I would like to repeat that this tutorial is directed at woodworkers, not photographers. What I will cover relates to how a woodworker can use photography to enhance his/her woodworking. Generally this means photographing stills for a portfolio, website, blog, or even capturing wood grain to use for texturing a SketchUp model. What we will not discuss, and what is not implied in anything I cover, is nature photography, portraiture, sports photography, macro photography etc. The camera, lenses, other accessories, techniques, software et al are often different between photographic styles. Today we are going to focus on the camera, or more specifically the camera body; its features and specifications that make it more suitable for woodworking photography.
Digital Single Lens Reflex – DSLR
The preferred camera, and the only one we will discuss here, is the Digital Single Lens Reflex or DSLR camera. These cameras are very similar to their 35mm cousins, although both SLR and DSLR have replaced largely mechanical innards with almost entirely electronic innards these days. What is important about an SLR is that you see in the viewfinder exactly what the lens sees. In fact, the viewfinder is getting its image by redirecting a portion of the light that passes through the lens to the viewfinder with the aid of a mirror.
Not only does the viewfinder see what the lens sees but it can also see the depth-of-field (DOF) produced by the lens and its f/stop setting. This is accomplished by depressing a DOF preview button, available on most DSLR cameras. This button stops down the aperture diaphragm which allows you choose an f/stop that will produce the desired DOF which can be evaluated in the viewfinder.
Many DSLR cameras have an exposure mode selection that is essentially a DOF priority mode, much like aperture priority or shutter priority. On my Canon cameras it is called A-DEP for automatic depth-of-field. What A-DEP does is automatically choose an f/stop that will maximize the DOF for most of what is in the scene. It then chooses an ISO and shutter speed that will give correct exposure.
In both of these cases, either manual setting of f/stop or A-DEP, you are likely to end up with a small aperture and long shutter speed, because you will want the maximum DOF to ensure your woodworking piece is in total focus. Long shutter speed means camera blur unless a tripod is used, and that is why a tripod was listed as necessary equipment in Part 1. Almost all the photographing we will do as a “woodworker photographer” will be with a tripod.
While we are still on SLR features, many of the new DSLRs have a feature that allows you to see the image on the LCD instead of the viewfinder. On the Canon this is called Live View. Normally, when shooting hand held, I would never use this feature. But it does come in handy when the camera is mounted on a tripod, especially when the height of the viewfinder ends up higher or lower than eye level. It also allows both manual and auto focus. In addition, for manual focus, you can zoom the LCD 5X or 10X for easier and more accurate focusing. This is a really nice feature when shooting on a tripod.
********
**Written instruction 1**
Return verbatim the lines of the records, starting at the line that contains "Would you kindly locate the chair" and ending at the last line of the records.
********
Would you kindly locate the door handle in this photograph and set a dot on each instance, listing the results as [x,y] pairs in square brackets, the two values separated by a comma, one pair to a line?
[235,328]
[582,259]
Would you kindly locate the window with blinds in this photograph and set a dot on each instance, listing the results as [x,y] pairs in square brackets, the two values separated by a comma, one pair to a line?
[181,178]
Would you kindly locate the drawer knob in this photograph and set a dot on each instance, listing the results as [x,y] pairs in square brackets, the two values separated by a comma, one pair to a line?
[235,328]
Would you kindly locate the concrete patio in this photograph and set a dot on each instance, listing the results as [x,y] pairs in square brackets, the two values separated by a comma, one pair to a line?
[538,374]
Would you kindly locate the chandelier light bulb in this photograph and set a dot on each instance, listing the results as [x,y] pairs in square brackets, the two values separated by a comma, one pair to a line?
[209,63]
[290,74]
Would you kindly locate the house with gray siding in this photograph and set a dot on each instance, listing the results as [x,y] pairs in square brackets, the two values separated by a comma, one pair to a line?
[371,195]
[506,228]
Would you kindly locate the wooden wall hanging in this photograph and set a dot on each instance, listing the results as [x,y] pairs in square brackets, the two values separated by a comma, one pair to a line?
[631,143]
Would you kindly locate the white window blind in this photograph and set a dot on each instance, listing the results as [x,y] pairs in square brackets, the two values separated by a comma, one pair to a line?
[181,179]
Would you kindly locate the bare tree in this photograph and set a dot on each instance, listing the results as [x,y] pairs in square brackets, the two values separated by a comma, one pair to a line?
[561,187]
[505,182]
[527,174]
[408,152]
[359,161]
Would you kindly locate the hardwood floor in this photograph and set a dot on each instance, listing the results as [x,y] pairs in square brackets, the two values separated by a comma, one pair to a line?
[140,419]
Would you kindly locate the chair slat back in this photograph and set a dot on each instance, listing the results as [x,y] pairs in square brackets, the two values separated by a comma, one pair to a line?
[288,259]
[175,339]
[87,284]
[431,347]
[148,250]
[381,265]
********
**Written instruction 2**
According to the woodworking photography tutorial, what does the DSLR's depth-of-field preview button do?

**Full answer 1**
Would you kindly locate the chair slat back in this photograph and set a dot on each instance, listing the results as [x,y] pairs in square brackets, the two values separated by a comma, one pair to a line?
[288,259]
[175,339]
[87,284]
[431,347]
[148,250]
[381,265]

**Full answer 2**
It stops down the aperture diaphragm, so you can choose an f/stop that gives the desired depth of field and evaluate it in the viewfinder.